# Mask labeling records:
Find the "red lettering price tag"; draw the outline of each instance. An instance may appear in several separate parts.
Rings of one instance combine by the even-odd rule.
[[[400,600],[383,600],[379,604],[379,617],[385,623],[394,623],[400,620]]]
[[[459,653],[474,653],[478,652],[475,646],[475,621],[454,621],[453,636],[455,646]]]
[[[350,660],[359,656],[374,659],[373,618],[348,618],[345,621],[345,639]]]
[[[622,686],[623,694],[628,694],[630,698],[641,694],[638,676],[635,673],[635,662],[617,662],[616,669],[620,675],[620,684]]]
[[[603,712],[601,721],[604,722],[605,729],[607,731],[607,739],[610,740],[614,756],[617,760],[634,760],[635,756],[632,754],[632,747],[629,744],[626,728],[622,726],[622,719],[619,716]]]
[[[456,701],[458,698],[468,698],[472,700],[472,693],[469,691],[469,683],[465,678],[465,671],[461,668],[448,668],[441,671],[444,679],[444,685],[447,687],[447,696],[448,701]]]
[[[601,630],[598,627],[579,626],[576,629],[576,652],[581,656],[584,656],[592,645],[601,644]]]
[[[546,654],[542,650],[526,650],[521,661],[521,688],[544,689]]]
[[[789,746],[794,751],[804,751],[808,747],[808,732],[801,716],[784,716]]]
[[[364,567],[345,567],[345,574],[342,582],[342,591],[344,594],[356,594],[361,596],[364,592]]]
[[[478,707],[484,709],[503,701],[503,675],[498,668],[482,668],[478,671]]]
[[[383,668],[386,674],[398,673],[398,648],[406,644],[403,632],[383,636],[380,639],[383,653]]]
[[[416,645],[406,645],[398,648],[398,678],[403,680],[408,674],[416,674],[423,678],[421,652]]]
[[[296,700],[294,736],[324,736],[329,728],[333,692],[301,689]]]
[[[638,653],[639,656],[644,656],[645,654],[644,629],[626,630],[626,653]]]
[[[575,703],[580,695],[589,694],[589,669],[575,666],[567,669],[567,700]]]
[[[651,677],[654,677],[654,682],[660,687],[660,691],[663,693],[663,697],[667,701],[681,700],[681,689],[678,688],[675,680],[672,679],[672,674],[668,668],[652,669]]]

# What to produce:
Return these lines exactly as they stand, covering all the records.

# Response:
Find the "red lettering price tag"; draw the outline of each instance. An instance may appear in several separate parts.
Rings of one instance combine by the even-odd rule.
[[[400,600],[383,600],[379,604],[379,617],[385,623],[394,623],[400,620]]]
[[[459,653],[474,653],[478,652],[475,646],[475,621],[454,621],[453,636],[455,646]]]
[[[350,660],[359,656],[374,659],[373,618],[348,618],[345,621],[345,639]]]
[[[622,686],[623,694],[628,694],[630,698],[641,694],[638,676],[635,673],[635,662],[617,662],[616,669],[620,675],[620,684]]]
[[[603,712],[601,721],[604,722],[605,729],[607,731],[607,739],[610,740],[614,756],[617,760],[634,760],[635,756],[632,754],[632,747],[629,744],[626,728],[622,726],[622,719],[619,716]]]
[[[456,701],[458,698],[468,698],[472,700],[472,693],[469,691],[469,683],[465,678],[465,671],[461,668],[448,668],[441,671],[444,679],[444,685],[447,687],[447,696],[448,701]]]
[[[601,630],[598,627],[579,626],[576,629],[576,652],[581,656],[584,656],[592,645],[601,644]]]
[[[546,654],[542,650],[526,650],[521,661],[521,688],[544,689]]]
[[[789,746],[794,751],[804,751],[808,747],[808,732],[801,716],[784,716]]]
[[[364,567],[345,567],[345,574],[342,582],[342,591],[344,594],[356,594],[361,596],[364,592]]]
[[[478,707],[484,709],[503,701],[503,675],[498,668],[482,668],[478,671]]]
[[[383,668],[386,674],[398,673],[398,648],[406,644],[403,632],[383,636],[380,639],[383,653]]]
[[[416,645],[406,645],[398,648],[398,678],[403,680],[408,674],[416,674],[423,678],[421,652]]]
[[[296,700],[294,736],[324,736],[329,728],[333,692],[301,689]]]
[[[638,653],[639,656],[644,656],[645,654],[644,629],[626,630],[626,653]]]
[[[575,703],[580,695],[589,694],[589,669],[575,666],[567,669],[567,700]]]
[[[651,677],[654,677],[654,682],[660,687],[660,691],[663,693],[663,697],[667,701],[681,700],[681,689],[678,688],[675,680],[672,679],[672,674],[668,668],[652,669]]]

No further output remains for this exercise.